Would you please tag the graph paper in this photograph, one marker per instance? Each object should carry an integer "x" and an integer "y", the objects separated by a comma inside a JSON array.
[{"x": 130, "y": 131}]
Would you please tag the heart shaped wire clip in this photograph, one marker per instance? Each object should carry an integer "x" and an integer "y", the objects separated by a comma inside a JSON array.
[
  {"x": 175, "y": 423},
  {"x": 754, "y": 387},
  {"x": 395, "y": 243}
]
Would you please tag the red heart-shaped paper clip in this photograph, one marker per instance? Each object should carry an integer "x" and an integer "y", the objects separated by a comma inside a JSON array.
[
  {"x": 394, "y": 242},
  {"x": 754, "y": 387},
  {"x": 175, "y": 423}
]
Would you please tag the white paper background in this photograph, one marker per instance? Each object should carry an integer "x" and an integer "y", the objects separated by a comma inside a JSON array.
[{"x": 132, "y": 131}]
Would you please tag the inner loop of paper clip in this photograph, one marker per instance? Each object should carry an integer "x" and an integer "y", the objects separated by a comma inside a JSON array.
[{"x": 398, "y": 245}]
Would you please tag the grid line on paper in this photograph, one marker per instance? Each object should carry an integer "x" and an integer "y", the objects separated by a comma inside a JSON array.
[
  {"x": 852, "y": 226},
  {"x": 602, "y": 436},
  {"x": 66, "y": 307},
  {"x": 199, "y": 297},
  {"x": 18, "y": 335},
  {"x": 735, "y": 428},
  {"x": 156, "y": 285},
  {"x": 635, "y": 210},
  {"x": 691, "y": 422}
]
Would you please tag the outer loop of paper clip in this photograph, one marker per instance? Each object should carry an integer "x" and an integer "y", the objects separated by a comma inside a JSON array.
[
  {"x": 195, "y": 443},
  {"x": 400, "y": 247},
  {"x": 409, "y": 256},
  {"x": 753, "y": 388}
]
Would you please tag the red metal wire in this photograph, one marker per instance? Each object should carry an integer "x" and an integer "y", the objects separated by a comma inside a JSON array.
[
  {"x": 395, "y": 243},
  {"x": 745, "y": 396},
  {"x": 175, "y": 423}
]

**WHAT YOU NEED TO DO:** In the listing above, take the line containing "Would you please tag the outer" as the start and write out every line through the last one exactly, with nothing added.

**TASK RESULT:**
Would you please tag the outer loop of paper clip in this photograph, one marker per instance? Each object should carry an integer "x" and an integer "y", the objects separated by a comma inside a JSON array.
[
  {"x": 195, "y": 443},
  {"x": 400, "y": 247},
  {"x": 409, "y": 256},
  {"x": 753, "y": 388}
]
Would you please tag the red metal wire in this photograph, one marker per instance? Each object should carry an integer "x" and an integer "y", the objects separated by a comma inside a JSON array.
[
  {"x": 395, "y": 243},
  {"x": 745, "y": 396},
  {"x": 175, "y": 423}
]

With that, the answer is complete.